===== Data lines
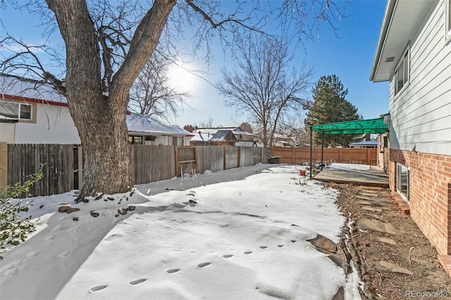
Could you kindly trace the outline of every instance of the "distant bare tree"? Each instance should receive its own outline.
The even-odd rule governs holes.
[[[242,131],[245,131],[246,132],[249,132],[249,133],[254,132],[254,130],[252,130],[252,126],[251,126],[251,125],[247,122],[243,122],[242,123],[241,123],[241,125],[240,125],[240,128]]]
[[[194,127],[197,128],[214,128],[217,125],[214,123],[213,118],[210,117],[207,120],[202,121],[199,125],[196,125]]]
[[[178,110],[191,95],[171,86],[168,69],[173,63],[159,51],[154,51],[130,89],[130,111],[165,120],[177,116]]]
[[[216,88],[227,106],[249,115],[260,130],[264,146],[268,146],[283,115],[307,103],[313,71],[305,64],[299,70],[290,68],[288,44],[275,39],[251,43],[241,47],[240,54],[237,69],[224,70]]]

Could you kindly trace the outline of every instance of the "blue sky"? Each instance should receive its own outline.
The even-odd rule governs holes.
[[[323,75],[338,75],[348,89],[347,100],[358,108],[359,113],[364,118],[378,118],[388,111],[389,85],[388,82],[370,82],[369,75],[386,1],[336,2],[347,15],[335,24],[338,37],[332,28],[322,25],[318,39],[305,42],[305,48],[293,48],[292,66],[300,66],[305,62],[307,66],[313,67],[314,82]],[[41,42],[40,32],[44,28],[37,27],[39,21],[36,16],[10,7],[1,8],[1,13],[0,36],[4,36],[7,32],[14,37],[21,37],[30,44]],[[204,77],[216,83],[221,80],[221,70],[227,63],[223,56],[216,55],[210,65],[198,60],[185,66],[208,71]],[[173,73],[180,75],[180,72]],[[216,125],[235,126],[247,120],[242,114],[237,114],[234,109],[226,107],[222,96],[204,80],[181,76],[175,81],[185,81],[181,87],[189,87],[193,96],[187,101],[189,106],[185,106],[173,123],[183,126],[212,118]]]

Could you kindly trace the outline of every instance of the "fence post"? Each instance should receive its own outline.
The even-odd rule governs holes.
[[[197,152],[197,146],[194,146],[194,172],[199,174],[199,153]]]
[[[0,142],[0,187],[8,185],[8,144]]]
[[[223,170],[226,170],[226,165],[227,165],[226,163],[226,144],[224,144],[223,147],[224,147],[224,168],[223,168]]]

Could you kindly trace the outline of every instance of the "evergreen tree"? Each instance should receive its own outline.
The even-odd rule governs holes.
[[[311,91],[313,101],[309,102],[309,111],[304,120],[305,127],[321,124],[361,120],[357,108],[345,98],[345,89],[335,75],[321,76]],[[361,138],[360,135],[324,135],[324,146],[348,146]],[[314,132],[314,144],[321,144],[321,135]]]

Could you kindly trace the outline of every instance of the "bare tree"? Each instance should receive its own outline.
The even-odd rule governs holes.
[[[33,49],[11,37],[1,41],[2,46],[16,42],[23,51],[0,62],[1,71],[32,75],[66,97],[85,158],[78,201],[96,192],[125,192],[132,187],[125,123],[129,94],[162,34],[168,44],[175,46],[178,38],[184,37],[185,27],[197,28],[194,50],[204,45],[208,61],[215,37],[233,49],[242,42],[245,32],[266,35],[265,26],[271,16],[282,20],[281,34],[293,25],[301,39],[311,36],[308,32],[315,24],[333,23],[336,15],[341,15],[330,0],[311,1],[315,9],[307,7],[307,0],[276,4],[237,1],[226,6],[206,0],[29,1],[29,8],[36,9],[49,25],[47,32],[59,30],[65,44],[65,73],[61,77],[51,73]],[[52,27],[55,19],[57,26]],[[171,26],[166,26],[168,21]],[[43,45],[39,49],[48,48]]]
[[[207,120],[201,121],[199,125],[194,125],[194,127],[197,128],[214,128],[216,125],[215,125],[213,118],[209,117]]]
[[[290,69],[292,59],[287,44],[262,39],[241,48],[238,70],[223,72],[223,82],[216,85],[227,106],[249,115],[260,129],[264,146],[272,139],[283,115],[307,104],[303,98],[311,85],[311,69]]]
[[[153,115],[168,120],[177,116],[178,110],[191,95],[187,92],[171,87],[168,69],[175,63],[155,51],[130,92],[128,108],[130,111]]]

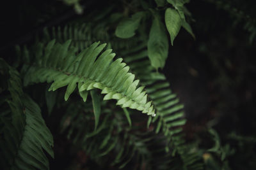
==========
Short exercise = Copy out every line above that contains the word "bare".

Solution for this exercise =
Could you kindly trace the outline of every instance of the "distant bare tree"? Each instance should receive its own outline.
Could you kindly trace the outline of every instance of the "bare tree"? Each instance should receive its own outline.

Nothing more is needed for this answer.